---------- EXCERTO ESCOLHIDO ----------

Cientistas dizem que milhares de vírus estão à espreita
O novo coronavírus forçou mudanças em todos os níveis da sociedade e mostrou como a capacidade de enviar mercadorias e pessoas para todo o mundo em 24 horas ajuda a disseminação do víru. O artigo é do Diário de Notícias
Desde o início deste século, dois surtos de doenças foram causados por coronavírus que deram o salto dos animais hospedeiros para as pessoas, sofrendo mutações no processo para se prenderem às células humanas. O surto de Covid-19 é o terceiro. A ciência médica está a retaliar com as ferramentas que possui e a construir novas defesas, mas as evidências sugerem que os três vírus por trás dessas doenças são apenas a vanguarda de um exército de possíveis agentes patogénicos que podem chegar aos milhares.
O facto de existir um número tão grande de vírus nos chamados reservatórios de animais não é uma surpresa para os cientistas e investigadores que os estudam. Mas a preocupação é que a evolução do comportamento humano, tanto social quanto económico, esteja cada vez mais a ir ao encontro desse exército em habitat de animais. Os especialistas dizem que isso é resultado da desflorestação maciça e da expansão de terras agrícolas para fornecer alimentos e outros bens a uma população humana que mais do que duplicou, passando dos três mil milhões, na década de 1960, para os actuais 7,7 mil milhões.

----------

◆ **O QUE FAZER**: Escreva a continuação do texto sobre os vírus à espreita nos reservatórios animais, a começar logo a seguir à última frase apresentada.

---------- DADOS A ANALISAR ----------

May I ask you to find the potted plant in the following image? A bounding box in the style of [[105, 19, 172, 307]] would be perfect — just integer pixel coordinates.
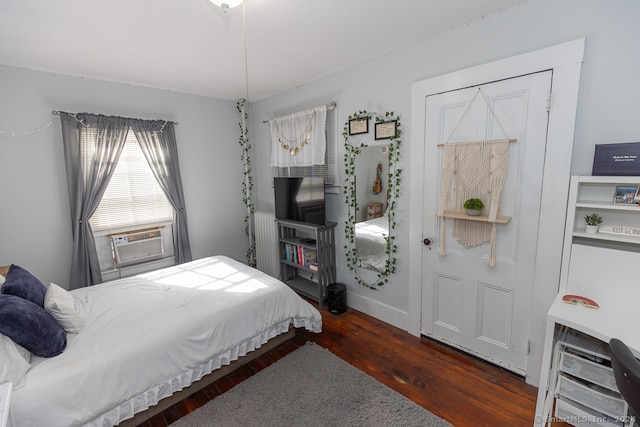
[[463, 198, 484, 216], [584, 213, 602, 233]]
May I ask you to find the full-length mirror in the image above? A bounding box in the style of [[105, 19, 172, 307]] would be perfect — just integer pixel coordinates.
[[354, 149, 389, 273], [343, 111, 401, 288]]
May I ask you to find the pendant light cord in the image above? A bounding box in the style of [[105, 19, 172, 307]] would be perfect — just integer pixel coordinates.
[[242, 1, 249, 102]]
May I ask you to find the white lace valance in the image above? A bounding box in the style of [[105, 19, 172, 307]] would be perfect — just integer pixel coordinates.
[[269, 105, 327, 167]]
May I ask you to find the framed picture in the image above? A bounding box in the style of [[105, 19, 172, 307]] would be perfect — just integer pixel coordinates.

----------
---------- DADOS A ANALISAR ----------

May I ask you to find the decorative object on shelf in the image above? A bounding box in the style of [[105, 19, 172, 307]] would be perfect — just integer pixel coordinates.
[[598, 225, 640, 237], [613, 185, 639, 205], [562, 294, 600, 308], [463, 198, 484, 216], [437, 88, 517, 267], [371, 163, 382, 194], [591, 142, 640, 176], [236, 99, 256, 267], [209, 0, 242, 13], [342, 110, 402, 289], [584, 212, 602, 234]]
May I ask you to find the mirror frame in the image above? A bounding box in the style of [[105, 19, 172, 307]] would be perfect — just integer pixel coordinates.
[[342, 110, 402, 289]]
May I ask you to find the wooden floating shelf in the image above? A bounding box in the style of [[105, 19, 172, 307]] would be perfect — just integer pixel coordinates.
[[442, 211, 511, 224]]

----------
---------- DADOS A ANALISAR ----------

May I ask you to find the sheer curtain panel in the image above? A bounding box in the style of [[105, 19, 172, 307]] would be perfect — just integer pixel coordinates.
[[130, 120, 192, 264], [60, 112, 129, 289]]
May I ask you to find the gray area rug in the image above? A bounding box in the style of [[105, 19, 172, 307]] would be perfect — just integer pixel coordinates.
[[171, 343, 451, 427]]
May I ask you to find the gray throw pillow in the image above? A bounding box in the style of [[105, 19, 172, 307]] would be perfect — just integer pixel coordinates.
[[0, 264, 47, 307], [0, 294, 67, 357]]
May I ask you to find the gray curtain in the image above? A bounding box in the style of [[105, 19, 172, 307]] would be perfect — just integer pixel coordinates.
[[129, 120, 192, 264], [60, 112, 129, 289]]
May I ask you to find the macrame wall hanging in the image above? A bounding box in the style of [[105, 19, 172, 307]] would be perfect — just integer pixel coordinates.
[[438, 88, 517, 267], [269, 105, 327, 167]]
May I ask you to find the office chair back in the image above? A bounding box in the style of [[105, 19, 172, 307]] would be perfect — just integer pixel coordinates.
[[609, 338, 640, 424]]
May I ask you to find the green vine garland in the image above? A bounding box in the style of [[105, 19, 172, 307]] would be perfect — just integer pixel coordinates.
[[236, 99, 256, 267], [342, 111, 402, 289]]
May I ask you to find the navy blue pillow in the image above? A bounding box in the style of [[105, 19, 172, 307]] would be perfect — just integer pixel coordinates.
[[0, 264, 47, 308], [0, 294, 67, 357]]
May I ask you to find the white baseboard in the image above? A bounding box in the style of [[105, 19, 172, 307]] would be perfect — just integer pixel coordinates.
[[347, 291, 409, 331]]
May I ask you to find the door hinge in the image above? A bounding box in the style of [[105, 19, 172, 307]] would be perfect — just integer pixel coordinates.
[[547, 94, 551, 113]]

----------

◆ **RESPOSTA DO EXERCÍCIO**:
Segundo a Organização Mundial da Saúde (OMS), o atrito causado está entre os factores que permitem que doenças infecciosas surjam a um ritmo mais rápido nas populações humanas, incluindo os três principais coronavírus assassinos do século XXI até agora: SarsCoV, Mers-CoV e Sars -CoV-2.
Embora a maioria destes novos agentes patogénicos provenha de animais, segundo a OMS, as epidemias de doenças que se seguem são o resultado de uma rede complexa de infra-estrutura humana e redes de transporte espalhadas pelo mundo. É isso que dissemina rapidamente um vírus muito além da floresta, quinta ou comunidade, onde ele saltou pela primeira vez de um animal para uma pessoa, dizem os especialistas.
"Essas repercussões sempre aconteceram - isso faz parte da natureza -, mas são as nossas actividades que estão a mudar as coisas", disse o epidemiologista veterinário Dirk Pfeiffer. "Estamos a criar um desequilíbrio, estamos a aproximar-nos da floresta e a invadir o habitat de animais silvestres e de agentes patogénicos que não conhecíamos antes".
Isso é agravado pelo crescimento de megacidades que, juntamente com o desenvolvimento em massa do comércio e viagens globais, permitem que as infecções se espalhem rapidamente, disse Pfeiffer, professor da City University de Hong Kong.
"Os seres humanos moldaram o planeta para ganharem mais dinheiro e viverem confortavelmente e, ao fazêlo, forneceram o melhor ambiente possível para a transmissão de agentes patogénicos", disse ele.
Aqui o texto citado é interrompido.